### Reading text
-- Opening Marker --

Carlisle United's supporters' trust say the government’s Fan-Led Review is "good news" for the Blues.

The review, chaired by Tracey Crouch MP, has published a range of recommendations aimed at revamping the game's governance.

The call for fairer redistribution of money from the Premier League to lower-league clubs has been backed by the EFL.

And fans' trust CUOSC said that is a particularly welcome proposal.

They support the suggested "increase in league distribution funding for lower league clubs in the form of a ‘transfer levy’ on Premier League clubs".

The trust say that will help all lower leagues to be more financially sustainable.

In a statement, CUOSC - who have 25.4 per cent voting rights on United's Holdings board - added of the review: "Greater power is also given to fans in the form of ‘shadow boards’ and a ‘golden share’.

"The Blues are in a great position to adopt a shadow board due to the current set up of CUOSC and Carlisle United Supporter Groups (CUSG).

"The Golden Share will ensure fans have veto rights on changes to heritage matters such as club colours, badge and stadium location."

CUOSC also welcomed the recommendation of "a stronger owners and directors test to help ensure that clubs have responsible owners and events over recent years such as those at Bury and Macclesfield are not repeated.

"Other aspects call for a review of women’s football and improved equality, diversity and inclusion practices."

CUOSC said the report's findings support their own views and those of fans who filled in a recent questionnaire.

"We hope now that the government adopts the report recommendations as fully as possible."

Mark Middling, a CUOSC board member and researcher of football finance and governance at Northumbria University and advisor to the Fair Game movement, added: “Today is a great day for football and its fans.

"We can hopefully look forward to a reformed game where fans’ views are at the forefront of decision making and clubs are run on a sustainable footing.

"Hopefully, the days of seeing clubs entering administration due to poor management are behind us.”

CUOSC have faced their own critics at Carlisle United with some fans questioning their effectiveness despite having directors on both Blues boards and a significant shareholding.

It comes at a time of increased criticism from supporters towards those in power at Brunton Park in light of the team's poor results in League Two and the ongoing ownership "succession" saga.

EFL chair Rick Parry, meanwhile, said of the Fan-Led Review: "We hope that through constructive dialogue with the football industry, [it] is a catalyst for positive change that can make clubs sustainable, while serving the English game for many decades to come and we look forward to working with the Government, and the game’s stakeholders in the weeks and months ahead."

Aston Villa chief executive Christian Purslow, though, whilst praising the report, said the call for more money to cascade down the game along with tighter regulation risked "killing the golden goose".

He told BBC Radio 4: “It will be difficult to do much more as the Premier League has already committed to government that in the next three years £1.6bn will, to use your verb, cascade down through the rest of football. It was ever thus.

“The pyramid has always depended on the very top of the game largely funding the ecosystem that is football and that was most obviously seen in the middle of the Covid crisis when the Premier League lent over £250m to the Championship and gifted over £50m to League One and League Two.

"The Premier League has always really been the source of funding for the rest of football and the danger here is of course, as you said, killing the golden goose if we over-regulate a highly successful financial and commercial operation.”

Among 47 recommendations is the idea of a tax on every transfer fee to help support the English football pyramid.

-- Closing Marker --

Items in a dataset

-- Opening Marker --

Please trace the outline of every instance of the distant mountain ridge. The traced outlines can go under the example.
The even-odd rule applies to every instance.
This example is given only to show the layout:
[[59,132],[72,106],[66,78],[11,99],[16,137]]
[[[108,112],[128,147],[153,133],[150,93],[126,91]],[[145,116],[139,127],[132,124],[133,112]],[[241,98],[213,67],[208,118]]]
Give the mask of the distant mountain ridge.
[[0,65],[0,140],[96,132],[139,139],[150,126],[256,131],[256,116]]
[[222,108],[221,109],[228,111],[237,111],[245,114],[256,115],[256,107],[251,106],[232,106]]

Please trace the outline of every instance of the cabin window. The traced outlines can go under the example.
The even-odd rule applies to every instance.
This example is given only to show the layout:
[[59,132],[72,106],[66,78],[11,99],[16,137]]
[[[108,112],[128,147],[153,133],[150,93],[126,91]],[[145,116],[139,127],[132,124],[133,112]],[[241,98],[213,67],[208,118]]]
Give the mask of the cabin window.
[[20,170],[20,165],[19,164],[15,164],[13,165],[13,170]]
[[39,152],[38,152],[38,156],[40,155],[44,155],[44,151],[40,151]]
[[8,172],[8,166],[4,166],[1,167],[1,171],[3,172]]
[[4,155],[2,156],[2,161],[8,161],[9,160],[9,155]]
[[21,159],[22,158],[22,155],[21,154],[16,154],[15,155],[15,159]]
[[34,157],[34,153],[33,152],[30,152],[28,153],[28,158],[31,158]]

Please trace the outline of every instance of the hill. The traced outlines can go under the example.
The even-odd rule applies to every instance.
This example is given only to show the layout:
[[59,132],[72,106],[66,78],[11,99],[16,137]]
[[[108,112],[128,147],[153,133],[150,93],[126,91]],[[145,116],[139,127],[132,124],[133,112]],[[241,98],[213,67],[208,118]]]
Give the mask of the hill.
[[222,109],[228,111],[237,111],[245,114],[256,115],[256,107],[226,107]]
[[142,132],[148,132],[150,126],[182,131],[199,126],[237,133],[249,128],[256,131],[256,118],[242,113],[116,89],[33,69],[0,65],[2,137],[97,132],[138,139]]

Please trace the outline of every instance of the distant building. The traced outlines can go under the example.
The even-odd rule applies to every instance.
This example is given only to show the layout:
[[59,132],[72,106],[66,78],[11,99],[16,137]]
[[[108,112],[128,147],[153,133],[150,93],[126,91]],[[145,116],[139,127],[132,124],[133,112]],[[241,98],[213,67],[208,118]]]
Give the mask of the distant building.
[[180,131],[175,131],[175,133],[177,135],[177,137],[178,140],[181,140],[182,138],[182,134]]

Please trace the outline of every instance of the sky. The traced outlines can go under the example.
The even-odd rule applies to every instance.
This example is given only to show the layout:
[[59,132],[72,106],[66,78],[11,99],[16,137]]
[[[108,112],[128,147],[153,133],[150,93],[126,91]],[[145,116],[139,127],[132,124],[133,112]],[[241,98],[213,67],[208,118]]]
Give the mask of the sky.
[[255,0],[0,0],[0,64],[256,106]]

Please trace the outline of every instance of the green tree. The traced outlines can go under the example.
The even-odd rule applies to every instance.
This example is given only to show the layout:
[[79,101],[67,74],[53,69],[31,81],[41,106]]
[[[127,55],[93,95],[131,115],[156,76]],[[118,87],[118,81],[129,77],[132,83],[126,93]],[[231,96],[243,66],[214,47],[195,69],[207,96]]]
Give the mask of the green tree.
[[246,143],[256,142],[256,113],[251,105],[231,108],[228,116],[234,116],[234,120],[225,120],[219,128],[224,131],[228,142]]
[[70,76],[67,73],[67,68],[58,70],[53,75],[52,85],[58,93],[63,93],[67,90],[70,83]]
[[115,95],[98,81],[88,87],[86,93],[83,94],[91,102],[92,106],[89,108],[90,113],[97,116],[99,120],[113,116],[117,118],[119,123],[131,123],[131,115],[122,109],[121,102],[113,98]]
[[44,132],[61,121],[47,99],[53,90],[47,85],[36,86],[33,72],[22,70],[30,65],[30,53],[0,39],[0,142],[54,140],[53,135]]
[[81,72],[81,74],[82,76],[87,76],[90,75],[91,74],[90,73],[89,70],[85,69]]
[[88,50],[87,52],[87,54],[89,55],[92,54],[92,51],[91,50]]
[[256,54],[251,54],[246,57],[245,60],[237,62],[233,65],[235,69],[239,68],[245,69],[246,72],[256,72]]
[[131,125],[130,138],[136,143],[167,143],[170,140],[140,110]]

-- Closing Marker --

### Task list
1. Answer these questions from the article on the Fan-Led Review.
(a) Who chaired the review?
(b) What share of voting rights does CUOSC hold on United's Holdings board?
(c) According to Christian Purslow, how much did the Premier League lend to the Championship during the Covid crisis?
2. From the Fan-Led Review article, pull out word for word the passage that begins at the words "Aston Villa chief" and stops after "and League Two.".
3. Say whether each statement agrees with the Fan-Led Review article, and quote the words that decide it.
(a) The EFL opposed the call for fairer redistribution of money to lower-league clubs.
(b) The Golden Share would give fans veto rights on changes to the stadium location.
(c) Christian Purslow made his remarks on BBC Radio 5.

### Solutions for each task
1.
(a) Tracey Crouch MP
(b) 25.4 per cent
(c) Over £250m

2.
Aston Villa chief executive Christian Purslow, though, whilst praising the report, said the call for more money to cascade down the game along with tighter regulation risked "killing the golden goose".

He told BBC Radio 4: “It will be difficult to do much more as the Premier League has already committed to government that in the next three years £1.6bn will, to use your verb, cascade down through the rest of football. It was ever thus.

“The pyramid has always depended on the very top of the game largely funding the ecosystem that is football and that was most obviously seen in the middle of the Covid crisis when the Premier League lent over £250m to the Championship and gifted over £50m to League One and League Two.

3.
(a) No: "The call for fairer redistribution of money from the Premier League to lower-league clubs has been backed by the EFL."
(b) Yes: "The Golden Share will ensure fans have veto rights on changes to heritage matters such as club colours, badge and stadium location."
(c) No: "He told BBC Radio 4"